● **What to produce**
Repeat each line of the material exactly.

Coordinate annotation entries
## BEGIN
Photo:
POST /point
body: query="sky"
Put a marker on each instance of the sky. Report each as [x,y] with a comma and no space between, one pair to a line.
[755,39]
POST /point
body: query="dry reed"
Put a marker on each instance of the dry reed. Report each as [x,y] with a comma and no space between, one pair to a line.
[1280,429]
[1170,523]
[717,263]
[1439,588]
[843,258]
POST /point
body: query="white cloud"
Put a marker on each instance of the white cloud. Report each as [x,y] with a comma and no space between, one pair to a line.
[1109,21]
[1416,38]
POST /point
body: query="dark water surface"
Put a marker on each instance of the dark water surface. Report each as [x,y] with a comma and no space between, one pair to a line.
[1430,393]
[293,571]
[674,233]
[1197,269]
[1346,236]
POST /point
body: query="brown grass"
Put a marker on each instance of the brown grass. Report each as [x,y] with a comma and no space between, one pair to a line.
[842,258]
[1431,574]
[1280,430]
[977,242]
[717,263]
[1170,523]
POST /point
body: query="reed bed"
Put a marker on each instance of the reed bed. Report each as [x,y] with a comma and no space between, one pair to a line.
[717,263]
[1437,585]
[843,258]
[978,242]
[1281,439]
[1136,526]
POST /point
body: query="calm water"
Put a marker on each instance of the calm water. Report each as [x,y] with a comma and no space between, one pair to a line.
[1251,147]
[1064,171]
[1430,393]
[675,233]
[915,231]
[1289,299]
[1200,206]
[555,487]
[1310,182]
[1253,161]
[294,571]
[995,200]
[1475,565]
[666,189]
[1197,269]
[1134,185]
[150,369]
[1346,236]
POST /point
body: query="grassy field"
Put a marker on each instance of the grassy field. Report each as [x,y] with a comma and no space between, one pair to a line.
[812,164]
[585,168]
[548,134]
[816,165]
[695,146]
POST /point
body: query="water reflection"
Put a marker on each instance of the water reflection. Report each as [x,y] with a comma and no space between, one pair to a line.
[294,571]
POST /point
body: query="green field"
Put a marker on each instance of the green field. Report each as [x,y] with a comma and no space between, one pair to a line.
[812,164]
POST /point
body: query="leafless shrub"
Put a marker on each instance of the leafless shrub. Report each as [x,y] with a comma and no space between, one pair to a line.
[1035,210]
## END
● **Right answer**
Photo:
POST /point
body: query="sky"
Put a marker on each instance of the sky. Report each as [x,y] with a comma and no space between, one pair to a line.
[755,39]
POST /point
body: query="dry reed"
Put a marker on each instance of the dry reed. Report each as [x,y] with a comma and no space between, one pair to a line.
[1280,429]
[1170,523]
[717,263]
[1439,588]
[843,258]
POST /point
body: query="white cloud"
Put a marker on each instance of the white cloud. Report each as [x,y] with a comma and no space between, one pair to a line.
[1109,21]
[1416,38]
POST /point
body: query="dark water surface"
Put a marker on each instance of the dark water surface. Report each as [x,y] with a comma and no space between, one pair to a line.
[1430,393]
[293,571]
[674,233]
[1197,269]
[1346,236]
POST /point
body: query="brown grass"
Put a marker on each instance of the brown grass. Report each as [x,y] with a comma and no space between, one pair to a line.
[842,258]
[1431,574]
[1280,430]
[977,242]
[717,263]
[1170,523]
POST /point
body: query="reed bed"
Put a marker on each instance of the reed bed. Report each as [x,y] with a comma and no space between, one pair to a line.
[717,263]
[1437,585]
[843,258]
[978,242]
[1281,439]
[1136,526]
POST /point
body: query="calm water"
Put a marker on each instance of the calm water. Report each as [x,y] with a comma and no space between, one pair to a line.
[1251,147]
[1064,171]
[1430,393]
[675,233]
[915,231]
[1289,299]
[1200,206]
[555,487]
[1310,182]
[1253,161]
[294,571]
[995,200]
[1475,565]
[666,189]
[1197,269]
[1134,185]
[150,369]
[1346,236]
POST /point
body: query="grassy field"
Put a marker on each instance of the grassy field. Report each as [x,y] with a comma and no space between, one pair to a line.
[812,164]
[585,168]
[548,134]
[816,165]
[695,146]
POST /point
body: query="water reflection"
Put a marker on each instance of the water reflection. Report each as [x,y] with a comma and no space between, one pair to a line.
[294,571]
POST /point
body: query="green field"
Put a marker on each instance of the green field. Report each as [x,y] with a comma and no space between, one pair to a line.
[812,164]
POST /point
body: query="leafless shrub"
Put a marker on each instance of the leafless shrub. Report each as [x,y] with a comma and no space between, one pair to a line.
[1035,210]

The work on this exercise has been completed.